# WHAT THIS TASK INVOLVES
From the line that holds "Can you see the yellow sign with star" to the last line of the data, copy everything exactly; leave out all the rest.

Excerpts of location labeling data:

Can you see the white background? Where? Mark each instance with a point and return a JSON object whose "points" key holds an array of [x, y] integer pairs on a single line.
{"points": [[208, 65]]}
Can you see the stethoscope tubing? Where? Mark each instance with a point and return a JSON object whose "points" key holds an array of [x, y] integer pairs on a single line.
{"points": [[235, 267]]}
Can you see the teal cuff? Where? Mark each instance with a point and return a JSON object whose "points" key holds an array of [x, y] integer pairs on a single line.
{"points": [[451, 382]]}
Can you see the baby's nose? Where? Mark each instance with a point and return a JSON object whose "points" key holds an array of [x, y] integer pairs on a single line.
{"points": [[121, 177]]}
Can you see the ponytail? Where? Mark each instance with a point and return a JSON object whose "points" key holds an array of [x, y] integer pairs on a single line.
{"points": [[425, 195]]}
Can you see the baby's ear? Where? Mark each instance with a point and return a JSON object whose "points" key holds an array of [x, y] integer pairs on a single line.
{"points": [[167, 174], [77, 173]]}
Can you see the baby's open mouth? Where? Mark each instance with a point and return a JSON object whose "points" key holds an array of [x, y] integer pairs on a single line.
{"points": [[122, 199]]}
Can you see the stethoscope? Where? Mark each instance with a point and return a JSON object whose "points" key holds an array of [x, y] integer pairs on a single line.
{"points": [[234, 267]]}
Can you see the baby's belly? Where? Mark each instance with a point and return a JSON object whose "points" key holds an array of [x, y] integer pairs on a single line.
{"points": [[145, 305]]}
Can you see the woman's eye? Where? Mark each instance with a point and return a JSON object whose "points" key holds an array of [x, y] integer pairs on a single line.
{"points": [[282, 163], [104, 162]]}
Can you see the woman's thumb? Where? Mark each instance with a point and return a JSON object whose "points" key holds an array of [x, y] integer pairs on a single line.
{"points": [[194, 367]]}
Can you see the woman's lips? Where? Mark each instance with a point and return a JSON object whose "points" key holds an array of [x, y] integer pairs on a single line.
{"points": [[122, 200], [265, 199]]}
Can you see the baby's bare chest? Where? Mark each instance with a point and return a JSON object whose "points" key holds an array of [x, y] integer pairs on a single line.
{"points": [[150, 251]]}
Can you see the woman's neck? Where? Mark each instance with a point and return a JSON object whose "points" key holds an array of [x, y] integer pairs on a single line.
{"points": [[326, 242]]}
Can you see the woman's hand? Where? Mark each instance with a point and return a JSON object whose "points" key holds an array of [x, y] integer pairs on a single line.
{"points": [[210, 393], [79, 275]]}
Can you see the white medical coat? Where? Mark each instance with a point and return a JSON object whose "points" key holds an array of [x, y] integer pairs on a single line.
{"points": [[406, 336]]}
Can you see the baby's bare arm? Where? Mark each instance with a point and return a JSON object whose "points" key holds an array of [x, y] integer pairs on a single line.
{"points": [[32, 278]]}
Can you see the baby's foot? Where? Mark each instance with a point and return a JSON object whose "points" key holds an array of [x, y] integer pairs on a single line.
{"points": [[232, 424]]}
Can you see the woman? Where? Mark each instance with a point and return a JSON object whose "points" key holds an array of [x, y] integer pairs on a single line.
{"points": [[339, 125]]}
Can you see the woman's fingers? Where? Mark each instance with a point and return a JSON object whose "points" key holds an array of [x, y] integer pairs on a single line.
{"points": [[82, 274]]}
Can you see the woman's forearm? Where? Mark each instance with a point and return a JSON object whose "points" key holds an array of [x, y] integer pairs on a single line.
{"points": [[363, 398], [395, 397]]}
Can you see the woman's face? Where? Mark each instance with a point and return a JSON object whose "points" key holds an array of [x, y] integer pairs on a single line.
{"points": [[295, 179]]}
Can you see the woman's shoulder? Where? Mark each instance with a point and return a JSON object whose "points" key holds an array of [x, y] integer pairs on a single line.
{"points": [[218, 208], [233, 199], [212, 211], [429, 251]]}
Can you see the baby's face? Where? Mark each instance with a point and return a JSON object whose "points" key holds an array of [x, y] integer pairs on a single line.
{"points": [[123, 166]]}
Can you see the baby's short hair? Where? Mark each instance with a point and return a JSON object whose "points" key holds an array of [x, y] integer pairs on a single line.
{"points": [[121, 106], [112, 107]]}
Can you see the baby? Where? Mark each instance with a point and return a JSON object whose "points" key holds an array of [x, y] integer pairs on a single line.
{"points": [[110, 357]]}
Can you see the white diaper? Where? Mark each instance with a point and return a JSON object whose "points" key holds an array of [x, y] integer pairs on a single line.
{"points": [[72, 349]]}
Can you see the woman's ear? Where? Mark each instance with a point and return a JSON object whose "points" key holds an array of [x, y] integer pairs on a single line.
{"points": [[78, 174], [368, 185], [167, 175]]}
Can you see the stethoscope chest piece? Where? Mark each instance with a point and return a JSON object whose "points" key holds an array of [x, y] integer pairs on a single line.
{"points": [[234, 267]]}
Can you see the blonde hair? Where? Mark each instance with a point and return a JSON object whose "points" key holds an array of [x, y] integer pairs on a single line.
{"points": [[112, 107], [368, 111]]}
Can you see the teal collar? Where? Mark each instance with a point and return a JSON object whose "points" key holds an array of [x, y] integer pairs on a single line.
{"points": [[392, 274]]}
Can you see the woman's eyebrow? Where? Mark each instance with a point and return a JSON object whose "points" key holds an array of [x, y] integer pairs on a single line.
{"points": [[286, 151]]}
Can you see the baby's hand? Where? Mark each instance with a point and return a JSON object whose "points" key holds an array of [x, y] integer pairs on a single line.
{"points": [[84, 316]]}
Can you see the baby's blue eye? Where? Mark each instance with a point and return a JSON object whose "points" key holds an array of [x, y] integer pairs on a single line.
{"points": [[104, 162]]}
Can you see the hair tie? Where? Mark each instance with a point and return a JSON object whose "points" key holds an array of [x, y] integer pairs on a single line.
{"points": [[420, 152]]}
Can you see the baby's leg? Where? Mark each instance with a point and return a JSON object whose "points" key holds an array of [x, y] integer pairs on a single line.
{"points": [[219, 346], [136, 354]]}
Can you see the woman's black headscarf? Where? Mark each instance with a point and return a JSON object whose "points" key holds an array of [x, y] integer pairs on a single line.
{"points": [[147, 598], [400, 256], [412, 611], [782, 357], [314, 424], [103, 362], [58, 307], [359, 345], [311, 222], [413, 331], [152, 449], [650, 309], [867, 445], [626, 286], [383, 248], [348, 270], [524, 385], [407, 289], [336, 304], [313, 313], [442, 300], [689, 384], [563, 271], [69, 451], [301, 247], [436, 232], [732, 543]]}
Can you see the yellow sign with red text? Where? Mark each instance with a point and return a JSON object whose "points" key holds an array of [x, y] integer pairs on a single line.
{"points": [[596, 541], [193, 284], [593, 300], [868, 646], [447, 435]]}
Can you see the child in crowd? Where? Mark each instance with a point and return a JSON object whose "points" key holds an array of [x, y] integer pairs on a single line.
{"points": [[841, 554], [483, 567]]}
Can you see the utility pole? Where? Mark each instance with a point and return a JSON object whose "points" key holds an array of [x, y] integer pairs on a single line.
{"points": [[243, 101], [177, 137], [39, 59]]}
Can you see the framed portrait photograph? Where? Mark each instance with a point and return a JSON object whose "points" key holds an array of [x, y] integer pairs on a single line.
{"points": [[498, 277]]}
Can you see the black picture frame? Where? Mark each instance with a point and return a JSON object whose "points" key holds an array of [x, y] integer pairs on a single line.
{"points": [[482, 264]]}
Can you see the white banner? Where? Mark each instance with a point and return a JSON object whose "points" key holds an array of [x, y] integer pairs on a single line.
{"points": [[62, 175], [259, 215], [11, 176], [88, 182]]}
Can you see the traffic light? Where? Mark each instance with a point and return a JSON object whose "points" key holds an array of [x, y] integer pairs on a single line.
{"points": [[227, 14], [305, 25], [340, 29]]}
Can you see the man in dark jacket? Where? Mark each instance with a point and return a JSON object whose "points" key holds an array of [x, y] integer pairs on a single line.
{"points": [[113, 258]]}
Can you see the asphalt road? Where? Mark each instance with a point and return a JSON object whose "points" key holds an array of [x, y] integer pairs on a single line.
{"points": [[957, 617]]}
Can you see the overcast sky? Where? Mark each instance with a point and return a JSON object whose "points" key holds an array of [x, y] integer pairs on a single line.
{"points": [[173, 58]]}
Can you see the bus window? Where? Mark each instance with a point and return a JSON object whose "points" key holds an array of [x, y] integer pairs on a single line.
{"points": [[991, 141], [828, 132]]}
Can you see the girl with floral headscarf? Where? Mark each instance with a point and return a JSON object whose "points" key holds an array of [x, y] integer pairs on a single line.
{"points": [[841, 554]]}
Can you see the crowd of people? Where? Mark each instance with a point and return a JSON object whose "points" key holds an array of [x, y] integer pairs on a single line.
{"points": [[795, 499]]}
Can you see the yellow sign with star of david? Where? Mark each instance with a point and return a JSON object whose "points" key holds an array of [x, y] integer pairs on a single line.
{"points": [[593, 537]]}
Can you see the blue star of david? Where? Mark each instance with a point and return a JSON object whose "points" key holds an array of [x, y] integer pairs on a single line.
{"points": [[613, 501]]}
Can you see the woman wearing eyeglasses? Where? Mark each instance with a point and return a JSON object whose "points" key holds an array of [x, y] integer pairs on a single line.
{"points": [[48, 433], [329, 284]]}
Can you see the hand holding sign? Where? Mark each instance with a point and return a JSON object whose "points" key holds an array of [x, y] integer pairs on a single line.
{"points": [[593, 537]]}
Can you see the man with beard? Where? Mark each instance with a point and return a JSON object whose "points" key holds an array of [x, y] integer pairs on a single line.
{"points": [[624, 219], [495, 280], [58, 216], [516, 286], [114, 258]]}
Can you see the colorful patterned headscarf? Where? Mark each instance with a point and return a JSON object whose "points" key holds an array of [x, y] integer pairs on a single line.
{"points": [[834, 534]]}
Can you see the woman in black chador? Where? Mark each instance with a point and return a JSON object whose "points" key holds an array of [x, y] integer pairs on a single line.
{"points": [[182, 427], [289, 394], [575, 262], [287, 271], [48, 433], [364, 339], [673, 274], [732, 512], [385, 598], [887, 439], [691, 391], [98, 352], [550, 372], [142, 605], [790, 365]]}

# THE COMPLETED TASK
Can you see the yellow sign with star of david? Where? Mark each instance with a point and return a JSON object whose "points" key holds an array of [x, y] integer pairs on a single line.
{"points": [[593, 537]]}
Can you see the blue star of david? Where? Mark each instance with a point and return a JSON object whose "points" key holds an array of [x, y] integer pairs on a single line.
{"points": [[613, 501]]}
Can you see the woman wearing eyeglasses? Where? Mark each instance with a point and return a JSON object whose "points" key holds an array of [x, y] integer pairs on a single line.
{"points": [[48, 433], [329, 284]]}
Can you see the hand holding sign? Where? Mark each instance with a point and return a JSON object whose "points" key holds an array of [x, y] integer pairs on a single line.
{"points": [[593, 537]]}
Can you see the man with beard? Where? Mark each instance with a point and return a JSON object whose "points" key holds an array of [x, y] integer pairs on a single line.
{"points": [[624, 219], [495, 280], [58, 216], [516, 286], [114, 258]]}
Can you see the colorful patterned headscarf? Where? Mark each instance with a point and return a JSON object whose "points" key holds an array of [x, y] integer pairs on a single line.
{"points": [[834, 534]]}
Can you see the woman in black chador? Where? Mark each instance with a point and return a JSON object whose "points" key holds an array of [x, y] integer pairs on a single line.
{"points": [[182, 427], [289, 394], [575, 262], [287, 271], [48, 433], [364, 339], [673, 274], [732, 512], [385, 598], [887, 439], [691, 391], [98, 352], [550, 372], [142, 605], [790, 365]]}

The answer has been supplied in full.